──────── GIVEN RECORDS ────────

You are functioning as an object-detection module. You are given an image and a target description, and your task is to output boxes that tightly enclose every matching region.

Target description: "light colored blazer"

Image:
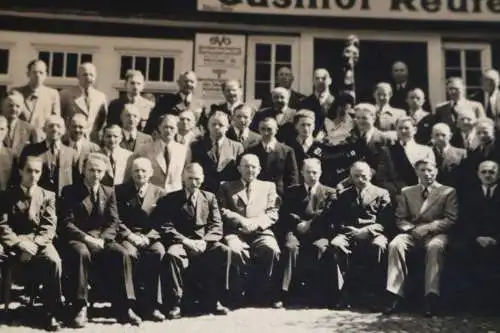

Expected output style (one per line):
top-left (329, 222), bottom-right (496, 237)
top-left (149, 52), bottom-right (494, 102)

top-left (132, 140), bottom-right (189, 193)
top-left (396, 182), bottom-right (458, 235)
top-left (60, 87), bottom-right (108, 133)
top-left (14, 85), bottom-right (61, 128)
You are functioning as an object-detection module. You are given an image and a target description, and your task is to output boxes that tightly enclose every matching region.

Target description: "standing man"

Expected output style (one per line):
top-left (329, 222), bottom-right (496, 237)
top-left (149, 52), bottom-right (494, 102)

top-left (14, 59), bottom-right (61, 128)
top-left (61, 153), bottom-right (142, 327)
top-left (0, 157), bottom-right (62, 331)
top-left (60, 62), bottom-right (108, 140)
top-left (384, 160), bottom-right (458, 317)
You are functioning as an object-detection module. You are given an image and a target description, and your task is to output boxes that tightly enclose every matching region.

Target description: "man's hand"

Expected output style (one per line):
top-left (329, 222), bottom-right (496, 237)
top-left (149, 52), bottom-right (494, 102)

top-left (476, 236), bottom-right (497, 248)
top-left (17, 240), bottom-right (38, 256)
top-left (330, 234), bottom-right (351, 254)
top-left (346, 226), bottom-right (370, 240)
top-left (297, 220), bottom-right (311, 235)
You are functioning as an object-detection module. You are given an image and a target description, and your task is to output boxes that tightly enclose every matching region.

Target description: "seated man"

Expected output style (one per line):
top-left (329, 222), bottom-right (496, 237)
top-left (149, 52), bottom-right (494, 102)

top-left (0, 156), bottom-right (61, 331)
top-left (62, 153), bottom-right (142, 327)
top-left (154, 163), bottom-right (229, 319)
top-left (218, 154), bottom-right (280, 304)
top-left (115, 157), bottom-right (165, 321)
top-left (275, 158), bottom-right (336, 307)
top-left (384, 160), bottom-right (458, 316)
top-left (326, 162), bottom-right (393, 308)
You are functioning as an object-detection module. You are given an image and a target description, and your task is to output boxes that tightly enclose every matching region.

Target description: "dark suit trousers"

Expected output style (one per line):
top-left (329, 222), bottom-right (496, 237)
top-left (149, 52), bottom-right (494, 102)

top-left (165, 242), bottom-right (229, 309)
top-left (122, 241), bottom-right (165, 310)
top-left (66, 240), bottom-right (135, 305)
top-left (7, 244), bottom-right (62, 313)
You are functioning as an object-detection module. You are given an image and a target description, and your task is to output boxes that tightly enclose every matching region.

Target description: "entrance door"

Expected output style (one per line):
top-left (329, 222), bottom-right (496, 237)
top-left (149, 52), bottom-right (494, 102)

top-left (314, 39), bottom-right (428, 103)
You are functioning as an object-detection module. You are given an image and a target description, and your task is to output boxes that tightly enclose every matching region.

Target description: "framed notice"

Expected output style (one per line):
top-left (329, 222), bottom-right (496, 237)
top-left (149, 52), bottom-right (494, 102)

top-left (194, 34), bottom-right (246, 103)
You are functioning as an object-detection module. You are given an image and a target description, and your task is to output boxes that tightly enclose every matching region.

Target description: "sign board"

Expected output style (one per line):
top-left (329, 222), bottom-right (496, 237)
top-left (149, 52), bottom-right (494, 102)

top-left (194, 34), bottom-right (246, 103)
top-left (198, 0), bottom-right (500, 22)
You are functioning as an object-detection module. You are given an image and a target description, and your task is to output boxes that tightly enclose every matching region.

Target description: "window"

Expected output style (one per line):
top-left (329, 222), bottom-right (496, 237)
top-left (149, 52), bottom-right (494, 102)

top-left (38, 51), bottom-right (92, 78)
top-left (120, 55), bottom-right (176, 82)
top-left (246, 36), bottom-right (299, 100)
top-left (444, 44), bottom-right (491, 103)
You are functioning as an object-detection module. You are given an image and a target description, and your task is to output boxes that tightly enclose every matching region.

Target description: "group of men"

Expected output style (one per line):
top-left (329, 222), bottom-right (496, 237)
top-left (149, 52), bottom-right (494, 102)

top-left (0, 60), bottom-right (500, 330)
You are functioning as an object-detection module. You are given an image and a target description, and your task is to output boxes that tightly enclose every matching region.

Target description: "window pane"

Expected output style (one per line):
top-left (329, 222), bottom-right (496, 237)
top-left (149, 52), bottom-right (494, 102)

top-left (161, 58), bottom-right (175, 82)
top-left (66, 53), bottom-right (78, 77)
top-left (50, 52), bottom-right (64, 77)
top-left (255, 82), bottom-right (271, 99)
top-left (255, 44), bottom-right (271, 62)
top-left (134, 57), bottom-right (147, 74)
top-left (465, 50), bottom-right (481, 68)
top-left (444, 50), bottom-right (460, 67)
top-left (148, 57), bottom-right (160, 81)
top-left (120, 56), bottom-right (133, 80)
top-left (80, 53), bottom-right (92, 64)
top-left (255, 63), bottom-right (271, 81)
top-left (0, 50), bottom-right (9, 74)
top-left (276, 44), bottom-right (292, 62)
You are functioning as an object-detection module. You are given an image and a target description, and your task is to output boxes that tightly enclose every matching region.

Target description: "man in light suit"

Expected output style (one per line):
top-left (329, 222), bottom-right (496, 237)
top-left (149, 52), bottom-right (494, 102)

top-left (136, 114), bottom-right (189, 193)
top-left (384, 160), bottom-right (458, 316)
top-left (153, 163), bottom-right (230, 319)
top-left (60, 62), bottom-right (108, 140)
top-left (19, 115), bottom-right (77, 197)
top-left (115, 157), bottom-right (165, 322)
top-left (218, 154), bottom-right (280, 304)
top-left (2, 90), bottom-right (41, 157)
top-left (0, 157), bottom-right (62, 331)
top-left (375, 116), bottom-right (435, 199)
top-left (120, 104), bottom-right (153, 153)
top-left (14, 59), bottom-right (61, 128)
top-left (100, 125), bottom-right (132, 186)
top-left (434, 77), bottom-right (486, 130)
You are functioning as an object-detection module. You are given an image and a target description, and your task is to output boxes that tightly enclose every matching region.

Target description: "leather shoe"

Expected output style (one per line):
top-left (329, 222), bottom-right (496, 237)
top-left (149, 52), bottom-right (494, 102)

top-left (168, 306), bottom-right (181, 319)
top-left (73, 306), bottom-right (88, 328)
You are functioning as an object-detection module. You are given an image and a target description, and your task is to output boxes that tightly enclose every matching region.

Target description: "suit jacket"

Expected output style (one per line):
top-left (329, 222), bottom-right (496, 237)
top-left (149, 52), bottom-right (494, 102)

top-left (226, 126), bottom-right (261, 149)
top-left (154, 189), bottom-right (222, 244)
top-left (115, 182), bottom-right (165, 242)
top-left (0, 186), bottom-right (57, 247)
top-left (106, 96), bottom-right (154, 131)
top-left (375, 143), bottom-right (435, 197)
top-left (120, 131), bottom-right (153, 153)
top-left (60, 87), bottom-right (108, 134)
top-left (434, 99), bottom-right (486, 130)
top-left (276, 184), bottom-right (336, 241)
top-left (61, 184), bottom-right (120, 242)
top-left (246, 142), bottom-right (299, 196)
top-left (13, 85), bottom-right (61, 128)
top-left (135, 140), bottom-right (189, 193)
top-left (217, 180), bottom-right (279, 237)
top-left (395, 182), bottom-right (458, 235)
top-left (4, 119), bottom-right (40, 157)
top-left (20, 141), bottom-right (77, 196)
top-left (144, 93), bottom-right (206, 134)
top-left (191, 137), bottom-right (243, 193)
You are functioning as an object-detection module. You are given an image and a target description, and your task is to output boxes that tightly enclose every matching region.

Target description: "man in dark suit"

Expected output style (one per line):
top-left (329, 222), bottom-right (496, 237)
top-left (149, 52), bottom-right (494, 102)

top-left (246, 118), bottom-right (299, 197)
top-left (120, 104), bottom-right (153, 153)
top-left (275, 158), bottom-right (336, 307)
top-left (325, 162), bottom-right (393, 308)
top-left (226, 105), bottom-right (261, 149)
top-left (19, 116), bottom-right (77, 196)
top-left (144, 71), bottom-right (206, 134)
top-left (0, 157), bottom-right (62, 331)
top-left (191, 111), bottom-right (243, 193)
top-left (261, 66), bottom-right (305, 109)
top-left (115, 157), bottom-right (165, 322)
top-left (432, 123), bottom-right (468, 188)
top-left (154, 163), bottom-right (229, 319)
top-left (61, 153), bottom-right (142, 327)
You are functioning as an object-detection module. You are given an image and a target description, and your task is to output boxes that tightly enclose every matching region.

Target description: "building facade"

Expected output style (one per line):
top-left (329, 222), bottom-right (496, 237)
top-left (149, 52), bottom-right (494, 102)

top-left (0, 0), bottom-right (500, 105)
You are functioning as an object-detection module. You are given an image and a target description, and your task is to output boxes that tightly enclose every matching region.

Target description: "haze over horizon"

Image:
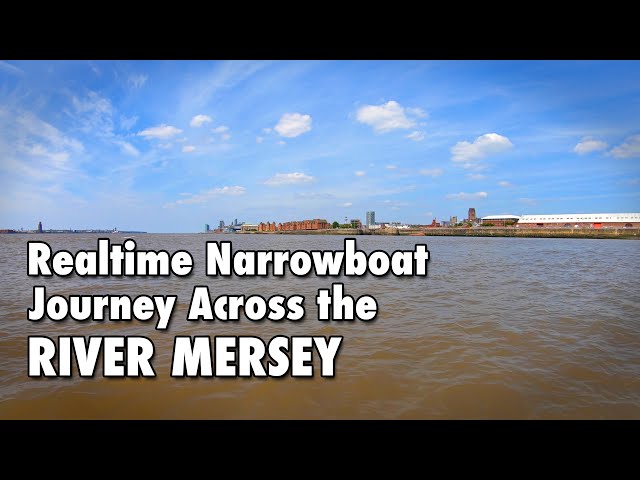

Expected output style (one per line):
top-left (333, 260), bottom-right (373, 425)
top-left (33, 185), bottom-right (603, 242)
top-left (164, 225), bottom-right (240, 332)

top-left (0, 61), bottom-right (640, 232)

────────

[AIM OF THE TASK]: Locate every line in the entries that contains the string "suit", matching case, and copy each of those lines.

[EXERCISE RESULT]:
Target description: "dark suit trousers"
Target description: "man in light suit"
Target description: "suit jacket"
Target description: "man in dark suit"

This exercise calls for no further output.